#### EXPLORE THE MATERIAL:
• a. Reproduce word for word the part of the House tax plan post starting with "The committee removed" and going on through "just the opposite.".
• b. For each statement, say whether the House tax plan post agrees with it and quote the words that decide it: (i) the committee's changes would reduce revenues by $525 million per year; (ii) the committee raised the $25,000 cap on deductions; (iii) the total cost of the House tax plan, once fully implemented, would be $864.4 million per year.

#### TEXT BLOCK:
★ ★ ★

NC Budget and Tax Center

House Finance Committee tweaks House tax plan, raises budget hole to $864.4 million

Members of the House Finance Committee yesterday made the House tax plan even more expensive, as just noted by my colleague.

The committee removed the $25,000 cap on the amount taxpayers can deduct for charitable contributions, mortgage interest, and local property taxes. The tax plan still means significant tax cuts for the top 5 percent, and it would further slash investments in things that help our economy, like our neighborhood schools and world-class universities.

The committee changes would reduce revenues by $525 million per year, bringing the total cost of the House tax plan to $864.4 million per year once fully implemented.

No area of the state budget would be unharmed by the revised House Tax plan. After several years of budget cuts that have taken an enormous toll on the state’s investments in education, safety, and healthcare, North Carolina must start rebuilding the foundation of our state economy, but the House tax would do just the opposite.

★ ★ ★

#### Records taken from a dataset:
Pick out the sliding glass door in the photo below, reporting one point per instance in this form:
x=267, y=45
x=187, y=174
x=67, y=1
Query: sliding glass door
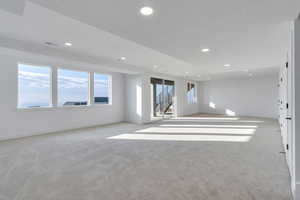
x=162, y=97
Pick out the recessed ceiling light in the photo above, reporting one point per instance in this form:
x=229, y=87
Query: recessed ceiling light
x=68, y=44
x=205, y=50
x=146, y=10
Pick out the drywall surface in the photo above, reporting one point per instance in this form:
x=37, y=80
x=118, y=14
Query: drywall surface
x=248, y=96
x=19, y=123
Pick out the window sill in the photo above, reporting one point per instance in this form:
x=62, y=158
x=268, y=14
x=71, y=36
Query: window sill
x=61, y=107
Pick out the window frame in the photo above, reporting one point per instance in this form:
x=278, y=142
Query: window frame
x=53, y=101
x=89, y=103
x=109, y=89
x=50, y=85
x=191, y=99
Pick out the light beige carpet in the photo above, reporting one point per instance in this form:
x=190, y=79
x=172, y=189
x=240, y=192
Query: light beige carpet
x=192, y=158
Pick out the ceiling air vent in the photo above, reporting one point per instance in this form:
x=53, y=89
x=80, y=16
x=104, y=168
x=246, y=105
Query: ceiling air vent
x=50, y=44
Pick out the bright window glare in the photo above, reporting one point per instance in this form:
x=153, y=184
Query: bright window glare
x=212, y=105
x=187, y=138
x=101, y=88
x=73, y=87
x=206, y=118
x=207, y=125
x=238, y=131
x=34, y=86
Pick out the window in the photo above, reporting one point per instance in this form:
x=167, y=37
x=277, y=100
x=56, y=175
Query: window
x=191, y=93
x=73, y=88
x=34, y=88
x=102, y=89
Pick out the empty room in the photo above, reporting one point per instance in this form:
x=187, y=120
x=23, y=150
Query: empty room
x=149, y=100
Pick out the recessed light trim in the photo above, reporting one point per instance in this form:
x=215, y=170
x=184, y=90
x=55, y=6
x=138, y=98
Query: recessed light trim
x=68, y=44
x=205, y=50
x=146, y=10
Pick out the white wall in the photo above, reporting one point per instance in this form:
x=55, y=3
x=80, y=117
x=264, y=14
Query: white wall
x=141, y=112
x=296, y=114
x=18, y=123
x=247, y=96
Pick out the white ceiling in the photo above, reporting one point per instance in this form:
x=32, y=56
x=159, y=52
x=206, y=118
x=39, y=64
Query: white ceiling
x=248, y=34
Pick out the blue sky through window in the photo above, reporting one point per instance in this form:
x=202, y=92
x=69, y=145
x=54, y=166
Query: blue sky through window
x=101, y=85
x=73, y=86
x=34, y=86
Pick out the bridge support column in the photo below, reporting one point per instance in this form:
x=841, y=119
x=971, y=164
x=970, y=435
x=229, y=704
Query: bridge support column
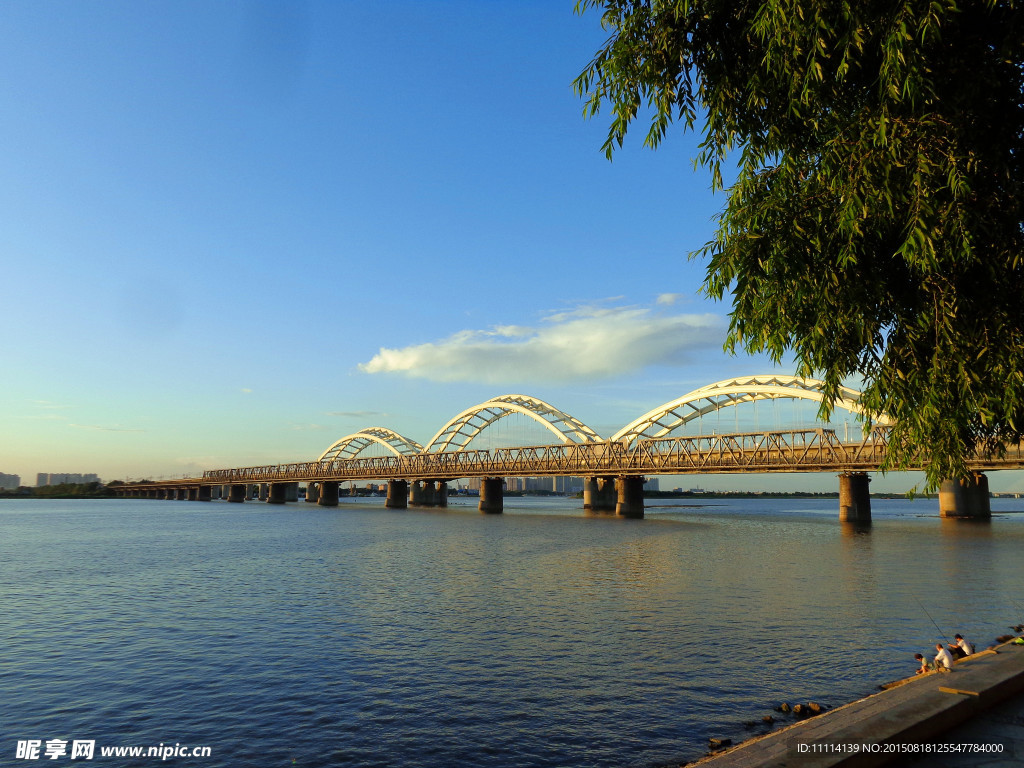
x=429, y=494
x=416, y=494
x=967, y=498
x=329, y=494
x=630, y=502
x=599, y=494
x=397, y=495
x=854, y=498
x=492, y=501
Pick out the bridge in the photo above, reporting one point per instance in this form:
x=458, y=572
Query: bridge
x=613, y=469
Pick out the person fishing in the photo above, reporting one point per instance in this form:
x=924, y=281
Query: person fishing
x=964, y=645
x=926, y=666
x=943, y=658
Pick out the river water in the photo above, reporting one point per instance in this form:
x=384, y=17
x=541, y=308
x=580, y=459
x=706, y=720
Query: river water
x=358, y=636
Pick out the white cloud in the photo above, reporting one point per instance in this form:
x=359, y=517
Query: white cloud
x=100, y=428
x=583, y=344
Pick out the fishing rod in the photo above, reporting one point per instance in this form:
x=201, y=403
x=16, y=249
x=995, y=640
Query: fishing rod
x=1020, y=611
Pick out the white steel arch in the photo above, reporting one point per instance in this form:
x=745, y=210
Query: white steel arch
x=664, y=419
x=463, y=428
x=350, y=445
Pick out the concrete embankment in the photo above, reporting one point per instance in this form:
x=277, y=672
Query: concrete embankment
x=888, y=727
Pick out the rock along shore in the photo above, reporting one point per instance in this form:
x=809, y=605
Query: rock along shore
x=890, y=726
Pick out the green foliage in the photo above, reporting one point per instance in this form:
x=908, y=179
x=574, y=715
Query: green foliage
x=876, y=226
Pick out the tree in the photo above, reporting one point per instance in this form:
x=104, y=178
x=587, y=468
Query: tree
x=876, y=224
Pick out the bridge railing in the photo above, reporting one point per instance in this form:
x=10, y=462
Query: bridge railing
x=799, y=450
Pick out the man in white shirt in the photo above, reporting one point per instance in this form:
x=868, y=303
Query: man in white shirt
x=965, y=646
x=943, y=658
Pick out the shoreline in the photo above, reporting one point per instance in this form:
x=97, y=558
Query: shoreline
x=892, y=722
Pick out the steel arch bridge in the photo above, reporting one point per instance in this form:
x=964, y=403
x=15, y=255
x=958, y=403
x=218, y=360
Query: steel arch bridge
x=730, y=392
x=350, y=445
x=460, y=431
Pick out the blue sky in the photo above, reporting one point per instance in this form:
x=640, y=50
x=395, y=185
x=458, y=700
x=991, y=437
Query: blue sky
x=236, y=231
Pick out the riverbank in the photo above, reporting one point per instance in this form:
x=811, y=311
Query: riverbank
x=898, y=724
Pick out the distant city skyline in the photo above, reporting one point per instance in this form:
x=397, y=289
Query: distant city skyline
x=235, y=232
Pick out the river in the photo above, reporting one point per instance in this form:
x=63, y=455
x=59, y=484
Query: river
x=358, y=636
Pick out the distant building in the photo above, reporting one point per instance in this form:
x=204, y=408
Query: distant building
x=58, y=478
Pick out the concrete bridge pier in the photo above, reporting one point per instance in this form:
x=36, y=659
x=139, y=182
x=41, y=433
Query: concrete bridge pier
x=283, y=492
x=492, y=501
x=599, y=494
x=630, y=502
x=329, y=494
x=312, y=493
x=397, y=495
x=416, y=494
x=967, y=498
x=429, y=494
x=854, y=498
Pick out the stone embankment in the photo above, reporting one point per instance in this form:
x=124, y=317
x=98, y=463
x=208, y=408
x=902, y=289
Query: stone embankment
x=890, y=727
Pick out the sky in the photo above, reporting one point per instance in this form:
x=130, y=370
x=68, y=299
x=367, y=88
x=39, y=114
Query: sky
x=232, y=232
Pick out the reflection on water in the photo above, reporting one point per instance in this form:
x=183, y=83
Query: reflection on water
x=542, y=637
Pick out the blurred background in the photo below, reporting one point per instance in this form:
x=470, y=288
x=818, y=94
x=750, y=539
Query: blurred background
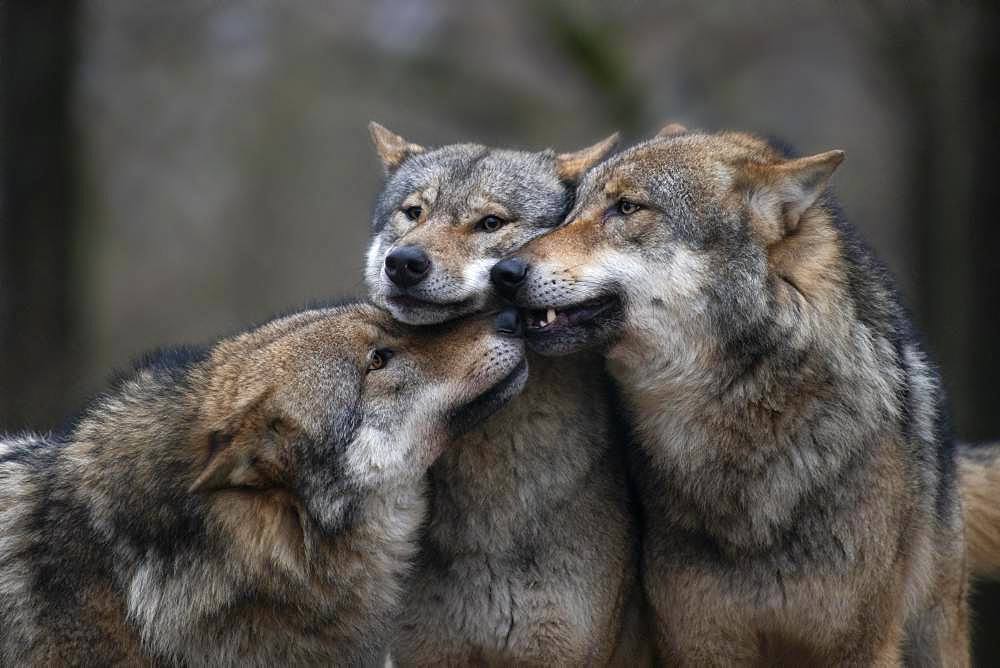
x=174, y=171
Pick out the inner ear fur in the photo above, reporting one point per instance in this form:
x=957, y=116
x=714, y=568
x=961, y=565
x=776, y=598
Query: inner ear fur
x=249, y=453
x=780, y=193
x=391, y=148
x=571, y=166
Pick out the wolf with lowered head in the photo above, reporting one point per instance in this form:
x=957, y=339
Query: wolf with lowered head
x=530, y=551
x=252, y=503
x=799, y=478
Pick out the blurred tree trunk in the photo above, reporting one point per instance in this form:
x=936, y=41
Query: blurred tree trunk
x=37, y=216
x=984, y=290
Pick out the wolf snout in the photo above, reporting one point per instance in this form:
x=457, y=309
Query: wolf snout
x=407, y=265
x=508, y=275
x=509, y=322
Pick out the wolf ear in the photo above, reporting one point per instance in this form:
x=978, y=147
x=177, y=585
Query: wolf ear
x=671, y=130
x=571, y=166
x=249, y=457
x=785, y=191
x=391, y=148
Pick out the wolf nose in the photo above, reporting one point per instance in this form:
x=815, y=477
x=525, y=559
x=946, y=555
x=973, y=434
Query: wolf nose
x=407, y=265
x=508, y=275
x=510, y=323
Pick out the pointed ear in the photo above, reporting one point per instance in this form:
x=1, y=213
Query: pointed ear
x=671, y=130
x=571, y=166
x=785, y=191
x=249, y=458
x=391, y=148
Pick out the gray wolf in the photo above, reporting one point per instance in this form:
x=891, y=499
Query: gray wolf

★ ★ ★

#### ANSWERS BY TASK:
• a.
The committee removed the $25,000 cap on the amount taxpayers can deduct for charitable contributions, mortgage interest, and local property taxes. The tax plan still means significant tax cuts for the top 5 percent, and it would further slash investments in things that help our economy, like our neighborhood schools and world-class universities.

The committee changes would reduce revenues by $525 million per year, bringing the total cost of the House tax plan to $864.4 million per year once fully implemented.

No area of the state budget would be unharmed by the revised House Tax plan. After several years of budget cuts that have taken an enormous toll on the state’s investments in education, safety, and healthcare, North Carolina must start rebuilding the foundation of our state economy, but the House tax would do just the opposite.

• b.
(i) Yes: "The committee changes would reduce revenues by $525 million per year"
(ii) No: "The committee removed the $25,000 cap on the amount taxpayers can deduct"
(iii) Yes: "bringing the total cost of the House tax plan to $864.4 million per year once fully implemented"